## SUPPLIED MATERIAL:
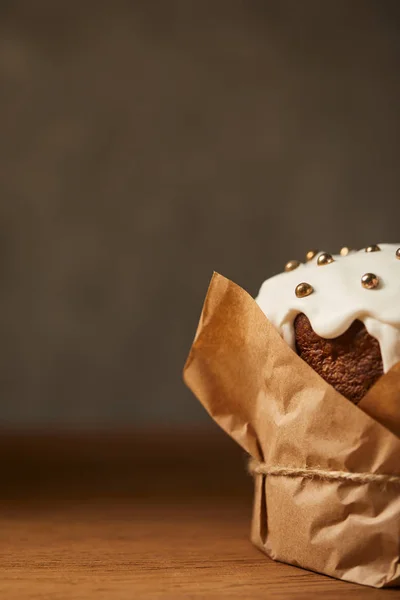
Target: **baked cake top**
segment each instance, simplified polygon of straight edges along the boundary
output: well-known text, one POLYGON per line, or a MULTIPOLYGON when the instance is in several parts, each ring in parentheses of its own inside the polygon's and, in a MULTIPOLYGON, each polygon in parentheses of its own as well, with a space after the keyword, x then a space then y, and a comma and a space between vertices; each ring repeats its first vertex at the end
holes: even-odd
POLYGON ((322 338, 336 338, 359 319, 380 345, 384 371, 400 361, 400 244, 340 254, 310 251, 305 263, 262 284, 256 301, 294 349, 294 319, 304 313, 322 338))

## EXERCISE INSTRUCTIONS:
Although the records contain pictures, your copy should hold only the text, reproduced exactly.

## YOUR SOLUTION:
Target: **baked cake top**
segment each instance, simplified polygon of straight edges along the boundary
output: well-known text, one POLYGON per line, or a MULTIPOLYGON when the instance is in several parts, each ring in parentheses of its own inside the polygon's and, in a MULTIPOLYGON, each polygon in parentheses of its own as well, with a space after the keyword, x then a space then y, and a comma and a space between vertices; each ring repeats its first vertex at the end
holes: even-odd
POLYGON ((322 338, 336 338, 359 319, 380 345, 384 371, 400 361, 400 244, 340 254, 310 251, 305 263, 262 284, 256 301, 294 349, 294 319, 304 313, 322 338))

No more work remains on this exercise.